Stored records

=-=-=-=-=

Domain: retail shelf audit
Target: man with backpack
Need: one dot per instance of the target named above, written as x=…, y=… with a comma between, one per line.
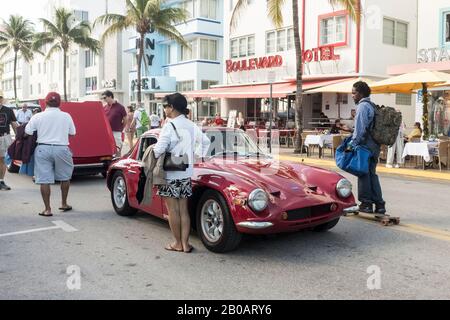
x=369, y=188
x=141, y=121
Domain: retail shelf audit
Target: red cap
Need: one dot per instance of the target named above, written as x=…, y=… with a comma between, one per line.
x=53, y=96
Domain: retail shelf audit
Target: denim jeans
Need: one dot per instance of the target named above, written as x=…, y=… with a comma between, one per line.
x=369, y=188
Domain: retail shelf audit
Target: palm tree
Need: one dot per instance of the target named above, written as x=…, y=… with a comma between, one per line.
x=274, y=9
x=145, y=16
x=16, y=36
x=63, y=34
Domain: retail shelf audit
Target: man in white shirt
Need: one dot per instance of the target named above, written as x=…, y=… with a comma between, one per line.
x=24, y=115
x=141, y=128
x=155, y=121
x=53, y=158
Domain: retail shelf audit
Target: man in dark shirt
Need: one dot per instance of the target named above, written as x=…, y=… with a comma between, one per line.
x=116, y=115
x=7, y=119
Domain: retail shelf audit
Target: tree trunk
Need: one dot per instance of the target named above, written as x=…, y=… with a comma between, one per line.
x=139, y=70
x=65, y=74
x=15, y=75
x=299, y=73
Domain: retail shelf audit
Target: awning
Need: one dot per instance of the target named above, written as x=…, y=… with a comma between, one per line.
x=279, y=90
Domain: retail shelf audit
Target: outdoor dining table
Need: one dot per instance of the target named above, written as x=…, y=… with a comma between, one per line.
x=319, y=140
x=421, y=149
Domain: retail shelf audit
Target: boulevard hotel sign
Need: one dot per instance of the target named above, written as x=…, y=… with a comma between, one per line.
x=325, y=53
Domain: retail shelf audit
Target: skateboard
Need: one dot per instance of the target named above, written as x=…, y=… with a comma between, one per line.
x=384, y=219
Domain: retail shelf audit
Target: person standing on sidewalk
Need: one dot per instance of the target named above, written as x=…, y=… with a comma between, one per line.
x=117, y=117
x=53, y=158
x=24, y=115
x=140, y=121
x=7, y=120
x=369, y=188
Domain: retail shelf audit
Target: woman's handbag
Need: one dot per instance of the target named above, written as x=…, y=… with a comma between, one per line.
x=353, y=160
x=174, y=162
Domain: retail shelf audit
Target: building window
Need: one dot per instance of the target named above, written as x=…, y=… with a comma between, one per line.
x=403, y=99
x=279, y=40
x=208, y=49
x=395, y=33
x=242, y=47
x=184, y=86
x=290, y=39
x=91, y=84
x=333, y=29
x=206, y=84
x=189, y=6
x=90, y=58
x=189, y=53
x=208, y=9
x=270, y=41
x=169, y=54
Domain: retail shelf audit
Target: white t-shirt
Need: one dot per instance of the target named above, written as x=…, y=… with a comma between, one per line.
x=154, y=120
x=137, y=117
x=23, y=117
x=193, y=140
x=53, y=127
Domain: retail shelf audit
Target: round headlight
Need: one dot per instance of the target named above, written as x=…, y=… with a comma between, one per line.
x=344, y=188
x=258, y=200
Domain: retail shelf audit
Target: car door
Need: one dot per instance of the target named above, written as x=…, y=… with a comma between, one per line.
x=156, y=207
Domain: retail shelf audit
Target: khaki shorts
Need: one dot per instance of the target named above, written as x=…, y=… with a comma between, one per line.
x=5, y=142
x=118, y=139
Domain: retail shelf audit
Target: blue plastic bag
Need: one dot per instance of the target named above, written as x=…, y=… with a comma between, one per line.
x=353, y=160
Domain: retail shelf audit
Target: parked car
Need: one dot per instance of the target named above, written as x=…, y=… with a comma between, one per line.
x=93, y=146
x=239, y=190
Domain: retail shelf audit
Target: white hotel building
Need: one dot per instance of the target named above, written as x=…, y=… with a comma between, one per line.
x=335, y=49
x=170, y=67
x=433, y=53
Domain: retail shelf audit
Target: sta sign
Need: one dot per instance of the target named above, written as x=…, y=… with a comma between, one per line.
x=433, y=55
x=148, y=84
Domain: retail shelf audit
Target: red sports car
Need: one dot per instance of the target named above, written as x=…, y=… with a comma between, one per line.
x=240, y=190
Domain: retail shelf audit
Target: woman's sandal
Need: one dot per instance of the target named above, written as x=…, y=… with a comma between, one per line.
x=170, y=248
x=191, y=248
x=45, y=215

=-=-=-=-=

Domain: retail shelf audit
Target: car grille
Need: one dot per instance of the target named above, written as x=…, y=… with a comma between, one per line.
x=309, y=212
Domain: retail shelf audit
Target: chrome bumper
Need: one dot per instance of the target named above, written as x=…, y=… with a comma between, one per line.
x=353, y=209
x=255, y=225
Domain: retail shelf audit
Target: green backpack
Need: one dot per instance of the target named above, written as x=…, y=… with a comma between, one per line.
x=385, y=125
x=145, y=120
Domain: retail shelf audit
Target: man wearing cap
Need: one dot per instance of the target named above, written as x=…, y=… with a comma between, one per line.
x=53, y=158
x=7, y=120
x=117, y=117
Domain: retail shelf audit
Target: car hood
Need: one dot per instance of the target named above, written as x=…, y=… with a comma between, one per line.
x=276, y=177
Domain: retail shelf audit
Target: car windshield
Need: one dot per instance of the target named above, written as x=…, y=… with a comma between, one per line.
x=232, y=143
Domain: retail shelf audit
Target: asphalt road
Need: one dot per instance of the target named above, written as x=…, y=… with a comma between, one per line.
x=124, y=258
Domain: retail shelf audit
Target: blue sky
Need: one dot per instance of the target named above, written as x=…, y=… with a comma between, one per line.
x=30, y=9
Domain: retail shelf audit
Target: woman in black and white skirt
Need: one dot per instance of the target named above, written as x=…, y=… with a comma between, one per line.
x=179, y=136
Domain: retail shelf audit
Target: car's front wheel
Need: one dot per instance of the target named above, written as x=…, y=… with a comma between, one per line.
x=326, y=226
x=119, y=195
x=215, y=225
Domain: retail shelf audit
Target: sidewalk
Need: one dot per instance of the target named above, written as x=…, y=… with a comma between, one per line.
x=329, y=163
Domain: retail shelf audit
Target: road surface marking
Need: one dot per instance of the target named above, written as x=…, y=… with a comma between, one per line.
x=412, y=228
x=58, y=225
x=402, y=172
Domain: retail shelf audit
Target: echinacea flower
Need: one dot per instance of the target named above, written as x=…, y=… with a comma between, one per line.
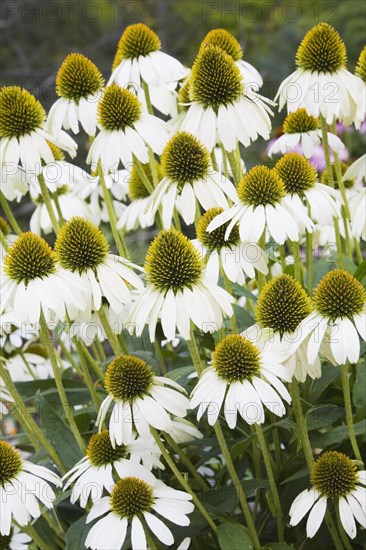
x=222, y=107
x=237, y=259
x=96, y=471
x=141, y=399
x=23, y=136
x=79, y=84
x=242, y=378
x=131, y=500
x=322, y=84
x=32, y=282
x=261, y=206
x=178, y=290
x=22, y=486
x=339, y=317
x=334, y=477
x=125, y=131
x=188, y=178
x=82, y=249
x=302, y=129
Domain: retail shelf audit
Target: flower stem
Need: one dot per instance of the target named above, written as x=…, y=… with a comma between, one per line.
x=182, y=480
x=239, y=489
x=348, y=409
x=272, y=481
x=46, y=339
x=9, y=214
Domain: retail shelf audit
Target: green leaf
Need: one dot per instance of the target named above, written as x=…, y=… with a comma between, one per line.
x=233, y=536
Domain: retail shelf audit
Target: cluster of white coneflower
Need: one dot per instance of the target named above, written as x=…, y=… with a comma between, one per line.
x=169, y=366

=-=-=-=-=

* **Exercise**: The lines to show are those in the data above that include "hotel".

* **Answer**:
Target: boulevard hotel sign
Target: white hotel building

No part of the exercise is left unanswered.